Excerpted passage
GAME REVIEW: Unpacking made me relive every stage of my life
An emotionally compelling narrative, told solely through gameplay

Game: Unpacking — Release: 2021 — Platform: Nintendo Switch
I’m coming to this game a few years late, and I regret that heavily; Unpacking is one of the best games I’ve ever played, and it should go to the top of your list to play next.
You play as Sadie (or your own name), starting in 1997 as a child, and progressing to 2018 through eight key moments in your life. In each of these “levels”, you’re unpacking your possessions from your boxes as you move into a new home under various circumstances.
Gameplay is incredibly simple: open the box, pick up the next object, and figure out the right place to put it. The soundtrack composed by BAFTA-winner Jeff van Dyck helps set the mood for both the highs and lows of this game, and extensive Foley work was done for each object in the game to create 14,000 unique sounds for picking objects up, moving them around, and putting them down.
Technically a puzzle game with “a character you never see and a story you’re never told”, as developer Witch Beam puts it, in truth the narrative is deftly interwoven through the gameplay, without needing to use words to communicate story to the player.
And that narrative is extremely compelling, to the point I cried several times while playing this game. Unpacking is a game that draws heavily on your own nostalgia for the 1997-2018 time period, as well as eliciting an empathic response from an audience who are likely to have lived through similar experiences.
Admittedly, the further you drift away from living in the cultural context of the creators behind the game, the more you may struggle to identify certain objects, and thus where you are supposed to place them. This is even more important because part of the narrative impact comes through seeing what objects you bring to your next home, and what you leave behind.
On the other hand, the game was even more relatable to me because I shared the cultural context of the protagonist, even her Jewish identity; finding place to put a Hannukah dreidel and a Game Boy on Sadie’s shelf in her 1997 childhood bedroom reminded me of organizing my own bedroom as a kid.

Rows from a point labeling set
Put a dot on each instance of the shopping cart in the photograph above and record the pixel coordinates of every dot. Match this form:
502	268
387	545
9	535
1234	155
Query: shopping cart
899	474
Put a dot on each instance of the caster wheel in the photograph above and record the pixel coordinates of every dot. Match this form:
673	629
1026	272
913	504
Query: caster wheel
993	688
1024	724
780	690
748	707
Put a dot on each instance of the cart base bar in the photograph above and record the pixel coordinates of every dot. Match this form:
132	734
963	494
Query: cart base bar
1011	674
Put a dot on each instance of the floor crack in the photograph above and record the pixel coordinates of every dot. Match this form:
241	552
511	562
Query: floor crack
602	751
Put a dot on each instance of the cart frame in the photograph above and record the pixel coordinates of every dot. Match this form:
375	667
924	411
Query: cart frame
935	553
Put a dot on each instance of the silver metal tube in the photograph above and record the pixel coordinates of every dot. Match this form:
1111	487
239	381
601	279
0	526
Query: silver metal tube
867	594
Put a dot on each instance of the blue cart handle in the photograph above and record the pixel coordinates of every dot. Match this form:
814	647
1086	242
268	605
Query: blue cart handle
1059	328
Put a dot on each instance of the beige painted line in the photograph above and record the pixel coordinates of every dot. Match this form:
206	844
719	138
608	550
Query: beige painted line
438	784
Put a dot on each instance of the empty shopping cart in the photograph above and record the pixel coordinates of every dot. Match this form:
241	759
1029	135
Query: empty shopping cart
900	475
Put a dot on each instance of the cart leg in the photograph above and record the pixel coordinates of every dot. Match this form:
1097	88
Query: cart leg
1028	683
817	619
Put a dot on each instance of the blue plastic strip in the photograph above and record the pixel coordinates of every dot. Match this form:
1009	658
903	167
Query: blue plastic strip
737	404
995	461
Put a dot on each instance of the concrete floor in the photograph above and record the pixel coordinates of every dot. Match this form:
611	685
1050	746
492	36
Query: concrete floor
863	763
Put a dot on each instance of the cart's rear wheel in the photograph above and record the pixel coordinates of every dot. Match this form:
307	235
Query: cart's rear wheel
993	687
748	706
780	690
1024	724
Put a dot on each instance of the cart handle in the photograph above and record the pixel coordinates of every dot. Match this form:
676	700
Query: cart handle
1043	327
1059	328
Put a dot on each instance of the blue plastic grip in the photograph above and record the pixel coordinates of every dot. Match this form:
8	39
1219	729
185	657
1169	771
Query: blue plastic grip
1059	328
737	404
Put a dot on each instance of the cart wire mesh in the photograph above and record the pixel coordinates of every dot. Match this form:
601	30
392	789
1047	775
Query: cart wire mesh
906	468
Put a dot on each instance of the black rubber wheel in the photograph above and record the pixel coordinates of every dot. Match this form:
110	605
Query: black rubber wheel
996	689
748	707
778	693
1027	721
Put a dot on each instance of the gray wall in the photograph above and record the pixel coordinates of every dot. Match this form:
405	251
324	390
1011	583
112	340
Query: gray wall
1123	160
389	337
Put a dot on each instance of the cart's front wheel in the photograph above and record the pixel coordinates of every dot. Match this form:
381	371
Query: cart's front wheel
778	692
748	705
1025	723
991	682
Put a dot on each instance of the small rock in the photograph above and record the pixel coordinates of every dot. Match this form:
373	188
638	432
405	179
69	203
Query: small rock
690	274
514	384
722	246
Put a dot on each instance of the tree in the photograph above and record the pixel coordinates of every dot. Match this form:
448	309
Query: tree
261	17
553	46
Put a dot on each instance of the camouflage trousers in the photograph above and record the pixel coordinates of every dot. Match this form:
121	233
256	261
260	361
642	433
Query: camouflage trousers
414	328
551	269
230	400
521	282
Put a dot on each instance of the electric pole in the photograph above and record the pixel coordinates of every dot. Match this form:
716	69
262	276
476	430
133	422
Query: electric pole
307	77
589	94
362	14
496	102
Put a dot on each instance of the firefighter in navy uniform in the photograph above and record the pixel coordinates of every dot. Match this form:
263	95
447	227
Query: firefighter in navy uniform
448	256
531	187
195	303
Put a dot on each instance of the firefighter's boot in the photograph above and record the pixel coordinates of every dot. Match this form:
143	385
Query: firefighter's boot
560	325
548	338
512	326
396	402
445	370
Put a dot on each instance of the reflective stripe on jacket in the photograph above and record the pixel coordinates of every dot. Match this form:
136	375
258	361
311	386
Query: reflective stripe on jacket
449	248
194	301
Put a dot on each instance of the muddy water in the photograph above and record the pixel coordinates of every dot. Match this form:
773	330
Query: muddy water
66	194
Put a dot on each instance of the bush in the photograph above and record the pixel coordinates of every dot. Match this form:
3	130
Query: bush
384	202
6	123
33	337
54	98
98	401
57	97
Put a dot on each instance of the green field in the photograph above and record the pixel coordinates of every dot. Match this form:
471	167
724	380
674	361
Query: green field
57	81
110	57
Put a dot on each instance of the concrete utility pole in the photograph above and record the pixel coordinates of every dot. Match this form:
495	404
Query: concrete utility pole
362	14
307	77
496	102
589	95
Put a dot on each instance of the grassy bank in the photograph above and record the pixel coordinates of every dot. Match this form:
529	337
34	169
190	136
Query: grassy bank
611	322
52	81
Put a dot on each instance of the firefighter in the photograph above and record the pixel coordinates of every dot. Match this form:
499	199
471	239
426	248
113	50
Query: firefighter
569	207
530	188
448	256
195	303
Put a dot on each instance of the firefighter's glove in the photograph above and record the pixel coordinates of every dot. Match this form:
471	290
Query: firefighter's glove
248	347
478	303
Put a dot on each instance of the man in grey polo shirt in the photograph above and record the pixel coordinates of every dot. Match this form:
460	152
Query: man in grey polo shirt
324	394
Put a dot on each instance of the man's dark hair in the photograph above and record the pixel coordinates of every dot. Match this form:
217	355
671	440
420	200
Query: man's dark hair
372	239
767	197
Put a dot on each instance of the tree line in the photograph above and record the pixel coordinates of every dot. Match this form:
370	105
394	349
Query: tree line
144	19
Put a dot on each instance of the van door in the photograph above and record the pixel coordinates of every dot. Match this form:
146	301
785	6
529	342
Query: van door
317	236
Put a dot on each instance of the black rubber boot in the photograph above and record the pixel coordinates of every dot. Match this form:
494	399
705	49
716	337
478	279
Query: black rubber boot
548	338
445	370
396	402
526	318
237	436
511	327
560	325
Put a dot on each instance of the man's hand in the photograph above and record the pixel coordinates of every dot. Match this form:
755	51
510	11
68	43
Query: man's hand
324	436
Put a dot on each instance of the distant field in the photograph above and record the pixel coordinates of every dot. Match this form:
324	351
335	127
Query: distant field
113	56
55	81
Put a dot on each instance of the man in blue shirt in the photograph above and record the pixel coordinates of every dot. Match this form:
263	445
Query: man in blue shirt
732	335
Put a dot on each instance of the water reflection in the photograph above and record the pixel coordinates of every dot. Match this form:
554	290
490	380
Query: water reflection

Complete the following
[A] Which lines in the rows contain the word "jacket"? Find and copy each of them.
[B] Proceed with the Unpacking game review, picking up right after its final sentence.

Results for each task
[A]
Put a dot on each instance of the reflective stripe on jacket in the photograph above and record the pixel coordinates of every dot. Match this form:
Query: reflective stripe on jacket

[B]
Then Sadie moves to her university dorm in 2004, and I relive leaving my own parent’s home to stay at university. She moves out of student housing to live with two roommates in 2007, and part of the puzzle challenge is that she can’t move anything that her roommates have placed…and they’re very inconsiderate people who didn’t make any space.
But what really gets upsetting, and intentionally so, is 2010, when you move in to your boyfriend’s apartment. You can move around his things, but he hasn’t made any space for you, and you have incredible difficulty managing to fit yourself into a space that is very clearly his and not yours.
At the end of the level, you realize that there isn’t any space on any of the walls in the entire apartment to hang your university degree. To complete 2010, and finish moving in with your boyfriend, you have to suffer the indignity of shoving your degree in the closet, or under your own bed, where nobody can see it.
I spent a lot of time frustrated trying to solve the level, and when I realized at the end what Witch Beam meant, I realized I was directly experiencing Sadie’s anger, and that Unpacking was using the gameplay to put me in the same emotional state as the protagonist inside the game.
And boy does it work; I had to take a step away from the console, because I started thinking about how I don’t know what box my degree is packed away into either. I was angry for Sadie, and I was angry for me, and then the game got more relatable.
In 2012, you’ve broken up with your boyfriend, and you have to figure out how to fit all of your adult items into your same tiny childhood bedroom from 1997. Whether or not you’ve had a bad breakup, pretty much all of Gen Z can relate to the high of moving out for university, thinking you’ve started adulthood, only to be forced back into a sense of childhood.
And you can love your parents deeply, but it doesn’t change the feeling that your life is going backwards instead of forwards. When Sadie unpacks a photo of her and her ex-boyfriend, she pushes the pin through his face when you put it on her cork board…and then you cannot finish the level until you’ve crammed it away in a drawer so she doesn’t have to look at him.
Without explanation, Sadie has gone from an athletic person who had rock climbing gear and soccer trophies to needing heating pads, painkillers, and nutritional supplements; by the end of the game she’s using a cane to walk, and the implication is that she suffered a long-term health problem sometime around her breakup with her ex-boyfriend.
Thankfully, the final three “moves” in your life are happier ones. You help Sadie rediscover her own independence, she finds love as you help her girlfriend Mali move in to Sadie’s home, a home she’s made sure has open space for her partner. And then finally in 2018, the two of them build the rest of their lives together, in a new home with a nursery for their coming child.
Playing this game is an emotionally rewarding experience, even if you haven’t gotten to that final stage of happiness like Sadie has. Because when you finish Unpacking, you finally get to hear Sadie’s voice, as she sings to Mali and their newborn child…and if you haven’t cried yet, this is the point when the tears will really flow.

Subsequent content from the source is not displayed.